▸ 提示された文章:
192. 「べてる」の佐々木さんのこと
11月23日、3年ぶりに「べてるまつり」に参加しました。
「べてるまつり」は、北海道浦河町の「浦河べてるの家」(以下「べてる」、13話参照)にて年1回開催されるイベントです。私も何度か「べてるまつり」に参加しており、2018年に参加した際のレポートを14話にまとめています。例年「べてるまつり」は浦河町で開催され、この日は全国から多くの医療従事者や当事者などが訪れます。しかし、今回はコロナ禍であることから、無観客でオンライン開催となりました。
今回は、今年9月に亡くなられた佐々木実さんを偲ぶコーナーがありました。
佐々木さんは、統合失調症の当事者で「べてる」創成期からのメンバーでした。「(有)福祉ショップべてる」の社長、「社会福祉法人浦河べてるの家」の理事長などを務められ、「べてる」のメンバーからは「社長」と呼ばれ親しまれてきました。

▸ 設問一覧:
1 - 「べてる」の佐々木さんについての文章を読み、次の問いに答えよ。
(a) 筆者が今回「べてるまつり」に参加したのは何月何日か。
(b) 今回の「べてるまつり」が無観客でオンライン開催となった理由は何か。
(c) 佐々木さんは「べてる」のメンバーから何と呼ばれていたか。
2 - 「べてる」の佐々木さんについての文章を、最後の文の後から書き進めよ。
これらの項目は上の文章とは無関係である。

インスタンスごとの点による位置特定データ:
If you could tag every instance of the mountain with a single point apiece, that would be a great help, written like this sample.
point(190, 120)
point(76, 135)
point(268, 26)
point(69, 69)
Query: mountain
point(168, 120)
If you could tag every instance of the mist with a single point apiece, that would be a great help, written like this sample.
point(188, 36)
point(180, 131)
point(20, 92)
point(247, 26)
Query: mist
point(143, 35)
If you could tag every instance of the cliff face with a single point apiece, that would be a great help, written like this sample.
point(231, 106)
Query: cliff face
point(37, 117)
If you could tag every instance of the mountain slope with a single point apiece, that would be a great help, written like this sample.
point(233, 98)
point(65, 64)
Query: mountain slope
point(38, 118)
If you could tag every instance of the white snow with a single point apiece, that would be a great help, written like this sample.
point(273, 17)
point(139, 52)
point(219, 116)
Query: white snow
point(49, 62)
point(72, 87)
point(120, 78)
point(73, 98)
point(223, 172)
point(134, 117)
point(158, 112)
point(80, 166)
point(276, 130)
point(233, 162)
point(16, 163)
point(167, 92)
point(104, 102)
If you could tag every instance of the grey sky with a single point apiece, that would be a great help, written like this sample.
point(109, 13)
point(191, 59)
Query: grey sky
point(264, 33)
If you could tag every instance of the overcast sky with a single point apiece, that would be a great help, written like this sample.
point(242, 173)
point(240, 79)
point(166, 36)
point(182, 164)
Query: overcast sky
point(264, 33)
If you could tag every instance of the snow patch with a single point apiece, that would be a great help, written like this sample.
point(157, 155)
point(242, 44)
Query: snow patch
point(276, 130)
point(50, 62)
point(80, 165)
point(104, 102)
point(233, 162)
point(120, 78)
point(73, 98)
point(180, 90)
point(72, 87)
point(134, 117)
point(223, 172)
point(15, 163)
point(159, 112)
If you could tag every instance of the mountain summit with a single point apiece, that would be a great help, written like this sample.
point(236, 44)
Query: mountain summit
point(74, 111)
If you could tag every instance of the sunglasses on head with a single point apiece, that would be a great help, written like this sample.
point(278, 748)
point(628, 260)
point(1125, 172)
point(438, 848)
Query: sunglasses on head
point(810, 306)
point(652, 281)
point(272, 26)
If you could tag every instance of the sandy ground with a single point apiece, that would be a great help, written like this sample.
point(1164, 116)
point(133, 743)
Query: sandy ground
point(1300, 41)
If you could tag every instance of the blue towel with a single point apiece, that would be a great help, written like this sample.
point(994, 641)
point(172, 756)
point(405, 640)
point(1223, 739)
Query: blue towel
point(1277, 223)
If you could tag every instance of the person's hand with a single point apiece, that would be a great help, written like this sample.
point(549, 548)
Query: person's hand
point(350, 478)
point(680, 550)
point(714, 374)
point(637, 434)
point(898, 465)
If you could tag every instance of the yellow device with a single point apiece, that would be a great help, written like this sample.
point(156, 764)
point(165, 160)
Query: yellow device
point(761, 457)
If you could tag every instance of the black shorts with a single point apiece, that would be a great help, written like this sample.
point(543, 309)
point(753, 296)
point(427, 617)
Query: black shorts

▸ 各項目の回答:
1 -
(a) 11月23日
(b) コロナ禍であること
(c) 「社長」

2 -
「べてる」のメンバーでお金の苦労をされる方はかなり多い中、佐々木さんは、お金に関しては非常に誠実だったそうです。佐々木さんのエピソードとしてあまりにも有名なのが、「1枚のガムを、何日も噛み続ける」というものです。いったん噛んだガムを入れ物に保管しておいて、次の日もそれを噛む、ということをしてきたそうで、味がしなくなったガムを1週間噛み続けてきたというお話もありました。また、冬は節約して暖房を焚かず、服装も大バーゲンで安い服を見つけて買うなど質素だった模様。一方でたまったお金は、惜しみなく「べてる」や教会に捧げていたそうです1)2)。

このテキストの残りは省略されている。